-- Input --
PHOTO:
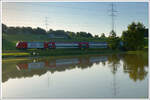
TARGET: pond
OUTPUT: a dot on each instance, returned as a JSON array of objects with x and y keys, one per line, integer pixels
[{"x": 94, "y": 76}]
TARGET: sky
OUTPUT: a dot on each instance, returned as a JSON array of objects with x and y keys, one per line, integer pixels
[{"x": 93, "y": 17}]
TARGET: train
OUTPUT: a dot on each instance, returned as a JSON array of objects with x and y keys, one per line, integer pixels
[{"x": 55, "y": 45}]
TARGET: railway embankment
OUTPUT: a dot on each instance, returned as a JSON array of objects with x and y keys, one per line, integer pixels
[{"x": 55, "y": 52}]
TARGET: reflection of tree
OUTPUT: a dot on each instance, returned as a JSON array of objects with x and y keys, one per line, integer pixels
[
  {"x": 114, "y": 62},
  {"x": 10, "y": 70},
  {"x": 135, "y": 65}
]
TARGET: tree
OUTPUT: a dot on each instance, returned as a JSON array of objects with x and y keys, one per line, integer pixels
[
  {"x": 133, "y": 37},
  {"x": 4, "y": 28},
  {"x": 113, "y": 40},
  {"x": 102, "y": 35},
  {"x": 96, "y": 36}
]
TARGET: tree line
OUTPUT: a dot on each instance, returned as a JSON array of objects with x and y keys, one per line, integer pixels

-- Task statement --
Rewrite every line of the items above, requests included, with 79 added to each x and y coordinate in the answers. Leave the pictures out of your answer.

-- Written reply --
PHOTO:
TARGET: pond
OUTPUT: a dot on each instance, returned as a JSON array of objects with x and y keys, one per line, integer pixels
[{"x": 173, "y": 155}]
TARGET: sky
OUTPUT: a dot on each instance, returned as a JSON array of objects with x and y keys, one per line, integer pixels
[{"x": 172, "y": 96}]
TARGET: train
OUTPUT: a dot on each instance, returned as a JSON array of objects with x and y keys, one per line, integer pixels
[{"x": 134, "y": 124}]
TARGET: railway embankment
OUTPUT: a dot on each instance, returned as a JSON array of objects with x and y keys, one per line, integer pixels
[{"x": 134, "y": 131}]
TARGET: reflection of tree
OUTPUT: a dot on each instance, returned as a JSON array of objects with x and y keys, one per line, integer pixels
[
  {"x": 193, "y": 141},
  {"x": 89, "y": 149},
  {"x": 214, "y": 144}
]
TARGET: tree
OUTPUT: a dot on each instance, returned as a JSON array of objects with x and y keys, one per line, integer pixels
[
  {"x": 212, "y": 116},
  {"x": 83, "y": 107},
  {"x": 192, "y": 119},
  {"x": 181, "y": 114},
  {"x": 175, "y": 115}
]
TARGET: tree line
OUTPUT: a dot on each instance, returned as a JSON array of objects with x and y keys, one per line, integer pixels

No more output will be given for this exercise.